▶ **Exercise brief**
Format the lines of the entries starting at the one that contains "In this exercise you will mark the engine" and ending at the one that contains "<point>569,331</point>" as a numbered list, leaving out blank lines.

[BEGIN Extracted information]

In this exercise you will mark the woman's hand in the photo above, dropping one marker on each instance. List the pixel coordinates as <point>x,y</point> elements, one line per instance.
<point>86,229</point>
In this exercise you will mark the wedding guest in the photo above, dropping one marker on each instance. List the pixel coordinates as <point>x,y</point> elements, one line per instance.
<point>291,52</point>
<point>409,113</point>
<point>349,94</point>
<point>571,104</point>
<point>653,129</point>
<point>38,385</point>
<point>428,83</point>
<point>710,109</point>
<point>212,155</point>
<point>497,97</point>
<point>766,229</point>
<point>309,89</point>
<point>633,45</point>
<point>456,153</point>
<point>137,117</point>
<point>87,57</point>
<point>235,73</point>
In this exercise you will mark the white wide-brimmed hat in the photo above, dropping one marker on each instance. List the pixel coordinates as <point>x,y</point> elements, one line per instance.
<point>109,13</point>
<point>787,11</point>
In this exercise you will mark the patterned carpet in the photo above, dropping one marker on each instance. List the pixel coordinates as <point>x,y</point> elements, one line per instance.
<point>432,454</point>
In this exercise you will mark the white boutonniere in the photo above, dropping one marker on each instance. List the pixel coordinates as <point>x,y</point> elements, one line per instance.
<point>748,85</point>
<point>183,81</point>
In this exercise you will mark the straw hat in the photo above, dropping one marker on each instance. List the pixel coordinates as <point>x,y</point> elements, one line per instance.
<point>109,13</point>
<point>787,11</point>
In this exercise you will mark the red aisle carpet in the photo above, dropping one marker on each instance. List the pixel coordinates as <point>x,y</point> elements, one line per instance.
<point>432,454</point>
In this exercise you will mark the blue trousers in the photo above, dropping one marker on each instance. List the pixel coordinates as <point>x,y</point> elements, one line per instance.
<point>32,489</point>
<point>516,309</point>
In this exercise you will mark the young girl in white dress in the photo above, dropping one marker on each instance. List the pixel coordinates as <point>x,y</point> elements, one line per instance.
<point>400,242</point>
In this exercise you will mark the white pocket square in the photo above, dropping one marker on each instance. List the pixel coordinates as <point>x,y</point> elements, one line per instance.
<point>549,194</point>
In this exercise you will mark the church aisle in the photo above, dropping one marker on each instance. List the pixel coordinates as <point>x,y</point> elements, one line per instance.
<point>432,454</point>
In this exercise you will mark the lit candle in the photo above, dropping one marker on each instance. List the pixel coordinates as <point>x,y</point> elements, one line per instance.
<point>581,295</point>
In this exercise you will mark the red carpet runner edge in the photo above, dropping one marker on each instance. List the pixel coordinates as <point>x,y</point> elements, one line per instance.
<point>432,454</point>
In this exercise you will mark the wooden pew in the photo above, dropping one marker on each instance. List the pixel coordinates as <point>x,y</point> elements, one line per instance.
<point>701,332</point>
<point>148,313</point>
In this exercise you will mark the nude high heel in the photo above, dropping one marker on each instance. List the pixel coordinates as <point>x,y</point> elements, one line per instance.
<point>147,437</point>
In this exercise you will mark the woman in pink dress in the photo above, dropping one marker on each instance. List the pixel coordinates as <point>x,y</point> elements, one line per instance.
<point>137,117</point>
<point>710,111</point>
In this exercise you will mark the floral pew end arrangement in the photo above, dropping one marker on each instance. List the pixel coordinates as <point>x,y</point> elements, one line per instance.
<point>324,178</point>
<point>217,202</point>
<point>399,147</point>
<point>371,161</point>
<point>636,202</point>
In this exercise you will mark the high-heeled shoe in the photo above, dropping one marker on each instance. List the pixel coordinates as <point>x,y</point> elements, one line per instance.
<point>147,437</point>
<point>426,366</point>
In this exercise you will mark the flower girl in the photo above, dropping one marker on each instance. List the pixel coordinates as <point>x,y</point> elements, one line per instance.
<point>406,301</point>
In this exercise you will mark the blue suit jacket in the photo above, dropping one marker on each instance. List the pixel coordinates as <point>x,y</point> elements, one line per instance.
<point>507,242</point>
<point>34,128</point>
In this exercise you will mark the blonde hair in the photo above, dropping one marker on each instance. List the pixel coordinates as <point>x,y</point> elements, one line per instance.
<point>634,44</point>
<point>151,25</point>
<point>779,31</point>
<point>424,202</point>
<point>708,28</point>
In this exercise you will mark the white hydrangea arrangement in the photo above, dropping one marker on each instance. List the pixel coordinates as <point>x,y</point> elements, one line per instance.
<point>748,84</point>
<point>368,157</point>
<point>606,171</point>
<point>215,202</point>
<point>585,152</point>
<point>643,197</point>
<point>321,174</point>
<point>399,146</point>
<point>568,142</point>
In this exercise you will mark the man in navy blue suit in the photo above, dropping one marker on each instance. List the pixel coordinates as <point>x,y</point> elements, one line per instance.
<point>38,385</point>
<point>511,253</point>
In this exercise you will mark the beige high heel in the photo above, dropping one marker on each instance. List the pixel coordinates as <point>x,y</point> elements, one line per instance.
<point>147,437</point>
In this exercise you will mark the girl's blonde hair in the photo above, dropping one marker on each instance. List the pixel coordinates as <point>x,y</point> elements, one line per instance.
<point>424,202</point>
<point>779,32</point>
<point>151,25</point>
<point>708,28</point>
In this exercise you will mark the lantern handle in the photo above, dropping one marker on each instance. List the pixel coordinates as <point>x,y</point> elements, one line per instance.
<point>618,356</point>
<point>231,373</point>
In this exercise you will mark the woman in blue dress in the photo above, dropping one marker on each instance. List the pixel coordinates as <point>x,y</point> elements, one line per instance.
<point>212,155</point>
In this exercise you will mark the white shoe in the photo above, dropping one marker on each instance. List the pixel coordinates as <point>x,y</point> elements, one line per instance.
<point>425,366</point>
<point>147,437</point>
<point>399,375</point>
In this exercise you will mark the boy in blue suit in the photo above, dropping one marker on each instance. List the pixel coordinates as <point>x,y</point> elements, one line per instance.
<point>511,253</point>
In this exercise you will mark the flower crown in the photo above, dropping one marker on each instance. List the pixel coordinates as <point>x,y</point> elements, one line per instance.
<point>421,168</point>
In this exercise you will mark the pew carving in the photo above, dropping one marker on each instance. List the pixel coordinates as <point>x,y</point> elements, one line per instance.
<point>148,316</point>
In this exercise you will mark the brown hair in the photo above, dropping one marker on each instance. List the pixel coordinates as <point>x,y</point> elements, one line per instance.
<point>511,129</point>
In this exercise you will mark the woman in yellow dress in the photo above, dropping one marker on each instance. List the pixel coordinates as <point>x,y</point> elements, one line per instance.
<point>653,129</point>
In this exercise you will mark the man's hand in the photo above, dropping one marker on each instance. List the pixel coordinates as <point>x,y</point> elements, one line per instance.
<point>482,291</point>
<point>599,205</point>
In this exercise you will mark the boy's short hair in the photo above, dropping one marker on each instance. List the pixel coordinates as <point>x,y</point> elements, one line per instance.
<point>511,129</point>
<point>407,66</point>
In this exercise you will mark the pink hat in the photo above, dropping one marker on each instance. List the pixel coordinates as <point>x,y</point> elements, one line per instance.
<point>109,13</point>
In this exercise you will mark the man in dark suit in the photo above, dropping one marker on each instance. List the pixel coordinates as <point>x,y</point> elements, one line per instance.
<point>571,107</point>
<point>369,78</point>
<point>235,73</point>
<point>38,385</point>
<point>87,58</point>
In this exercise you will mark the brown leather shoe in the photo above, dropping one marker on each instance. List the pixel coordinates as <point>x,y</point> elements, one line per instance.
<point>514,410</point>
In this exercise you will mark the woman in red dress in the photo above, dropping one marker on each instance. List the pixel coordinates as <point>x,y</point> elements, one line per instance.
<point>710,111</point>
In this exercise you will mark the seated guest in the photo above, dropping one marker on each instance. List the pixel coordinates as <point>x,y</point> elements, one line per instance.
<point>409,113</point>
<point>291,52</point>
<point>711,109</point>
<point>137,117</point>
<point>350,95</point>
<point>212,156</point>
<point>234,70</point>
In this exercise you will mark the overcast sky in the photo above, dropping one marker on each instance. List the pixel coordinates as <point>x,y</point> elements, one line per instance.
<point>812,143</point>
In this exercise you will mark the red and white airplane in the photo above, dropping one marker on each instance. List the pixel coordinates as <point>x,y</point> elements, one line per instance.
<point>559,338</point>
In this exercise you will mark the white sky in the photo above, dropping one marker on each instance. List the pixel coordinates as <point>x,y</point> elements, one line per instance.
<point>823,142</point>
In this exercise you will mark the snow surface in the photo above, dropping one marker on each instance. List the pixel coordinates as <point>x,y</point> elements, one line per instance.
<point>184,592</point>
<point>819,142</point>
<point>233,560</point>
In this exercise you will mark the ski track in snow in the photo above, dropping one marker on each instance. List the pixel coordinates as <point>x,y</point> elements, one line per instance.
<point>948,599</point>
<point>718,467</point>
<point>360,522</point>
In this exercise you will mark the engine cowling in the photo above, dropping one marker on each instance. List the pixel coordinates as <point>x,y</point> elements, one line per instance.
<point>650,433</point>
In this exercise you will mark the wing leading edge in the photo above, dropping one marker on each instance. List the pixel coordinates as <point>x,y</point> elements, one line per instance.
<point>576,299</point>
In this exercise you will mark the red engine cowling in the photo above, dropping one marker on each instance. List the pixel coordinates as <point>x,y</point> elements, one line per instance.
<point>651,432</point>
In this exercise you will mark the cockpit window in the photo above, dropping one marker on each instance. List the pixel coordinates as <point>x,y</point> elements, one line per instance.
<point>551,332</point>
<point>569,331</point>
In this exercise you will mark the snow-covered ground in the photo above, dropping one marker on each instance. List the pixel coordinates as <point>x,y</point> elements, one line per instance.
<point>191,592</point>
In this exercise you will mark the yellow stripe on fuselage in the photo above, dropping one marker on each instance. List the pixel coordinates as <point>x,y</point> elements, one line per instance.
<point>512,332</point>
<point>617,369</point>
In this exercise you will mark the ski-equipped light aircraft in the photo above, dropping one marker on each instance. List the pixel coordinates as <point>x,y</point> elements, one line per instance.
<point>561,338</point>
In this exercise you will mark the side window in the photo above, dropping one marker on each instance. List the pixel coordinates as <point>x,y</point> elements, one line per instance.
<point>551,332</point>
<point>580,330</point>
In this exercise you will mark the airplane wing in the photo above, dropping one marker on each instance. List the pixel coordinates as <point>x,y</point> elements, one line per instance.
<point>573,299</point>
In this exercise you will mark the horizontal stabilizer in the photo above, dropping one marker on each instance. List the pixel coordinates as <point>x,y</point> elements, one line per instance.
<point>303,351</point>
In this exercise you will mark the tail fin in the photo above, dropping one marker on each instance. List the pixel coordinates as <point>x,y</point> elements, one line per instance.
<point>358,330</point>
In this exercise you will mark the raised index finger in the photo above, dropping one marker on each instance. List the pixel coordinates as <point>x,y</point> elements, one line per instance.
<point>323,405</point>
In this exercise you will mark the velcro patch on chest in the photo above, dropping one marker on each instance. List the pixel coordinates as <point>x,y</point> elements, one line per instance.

[END Extracted information]

▶ **Answer to this exercise**
1. In this exercise you will mark the engine cowling in the photo above, dropping one marker on each instance. List the pixel coordinates as <point>x,y</point> elements, one line per instance.
2. <point>650,433</point>
3. In this exercise you will mark the wing leading edge in the photo above, dropping one marker on each instance. List the pixel coordinates as <point>x,y</point> elements, one line per instance.
4. <point>576,299</point>
5. In this exercise you will mark the red engine cowling in the photo above, dropping one marker on each instance. List the pixel coordinates as <point>x,y</point> elements, one line per instance.
6. <point>651,432</point>
7. In this exercise you will mark the cockpit window in the photo above, dropping one marker on each instance. List the pixel coordinates as <point>x,y</point> elements, one line per instance.
8. <point>551,332</point>
9. <point>569,331</point>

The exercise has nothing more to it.